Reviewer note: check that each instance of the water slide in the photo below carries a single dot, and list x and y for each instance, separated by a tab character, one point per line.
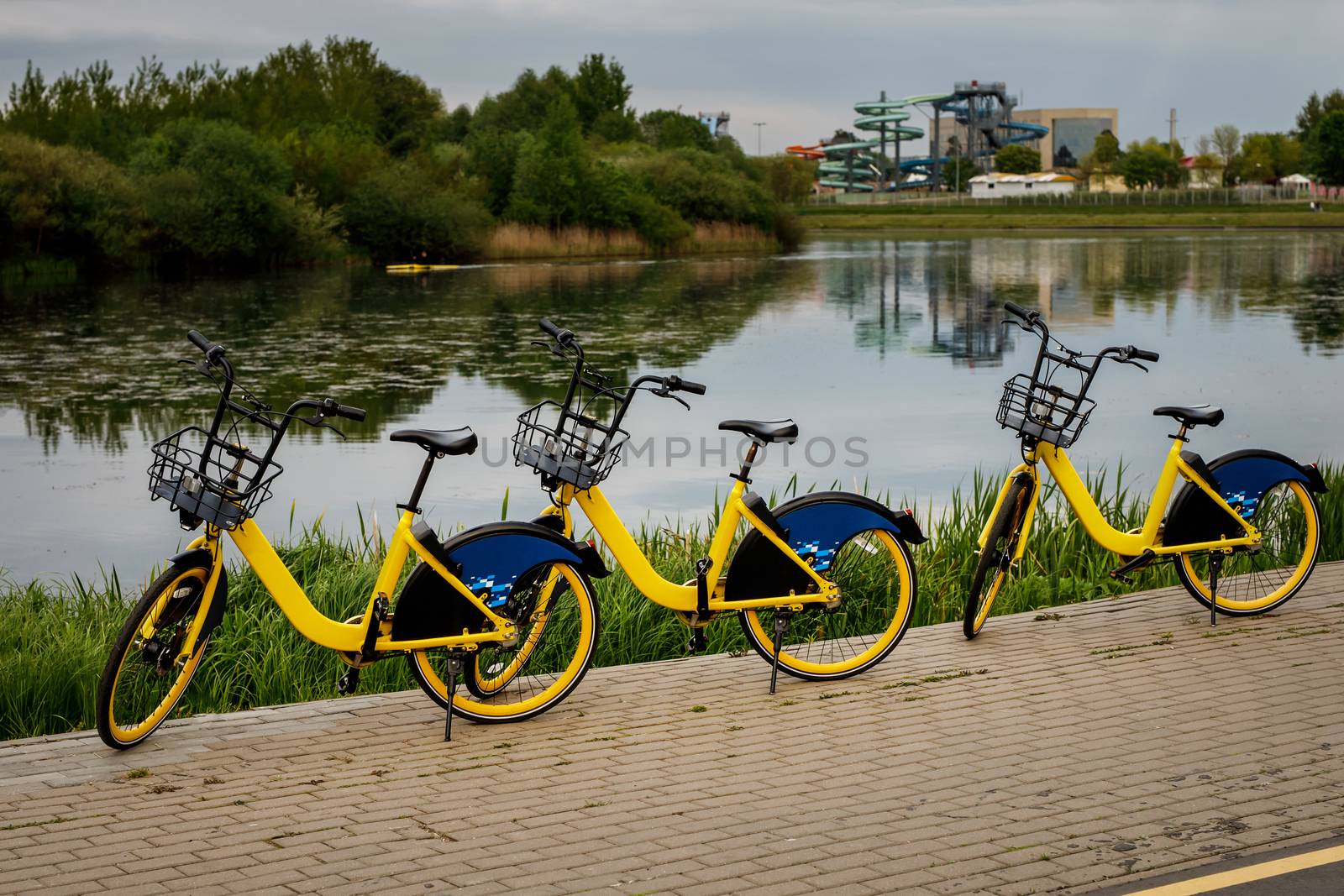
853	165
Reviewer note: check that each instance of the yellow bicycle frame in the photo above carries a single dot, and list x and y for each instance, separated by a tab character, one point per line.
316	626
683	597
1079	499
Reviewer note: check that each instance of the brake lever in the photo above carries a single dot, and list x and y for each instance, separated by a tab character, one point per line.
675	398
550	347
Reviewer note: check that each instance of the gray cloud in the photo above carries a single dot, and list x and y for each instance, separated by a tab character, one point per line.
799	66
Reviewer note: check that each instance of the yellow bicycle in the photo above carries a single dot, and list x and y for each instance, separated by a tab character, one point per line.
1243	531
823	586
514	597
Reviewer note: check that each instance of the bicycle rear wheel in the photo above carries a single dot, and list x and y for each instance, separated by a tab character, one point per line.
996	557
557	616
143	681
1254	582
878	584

- - -

Reproduce all of the records above verbatim, in their original order, omitting the pictures.

Reviewer note: check that each instance of the water slide in the photo below carries a single dot, and list x and y for each instance, separated by a tab character, one point per line.
853	165
Reviewer note: check that each instance of the yellow bicycle frame in the photo above carries a single dot, and list x and y for each instance, separated by a tab character, one point per line.
316	626
683	597
1079	499
Reviewer note: check that each instance of the brake lever in the photo above carries a single dot, and list x and y for each instance, separated by a tab character, one point per line.
675	398
550	347
Reviewer note: check that each instance of the gray cloud in the photo above carries a single dot, and list x and y for each instance, separated by a tab character, one point per line.
799	66
Reviewer note: check that each instance of the yellow bicycle in the photo above carries a single dot, and list x and y for each instance, separated by a tab character, one point per line.
1243	531
823	586
514	597
Reviewer note: check that each instance of the bicycle rear wheel in the photo above carries a single dot, and list x and y for each instance, separated by a tab character, one point per line.
996	557
557	616
143	681
1254	582
878	584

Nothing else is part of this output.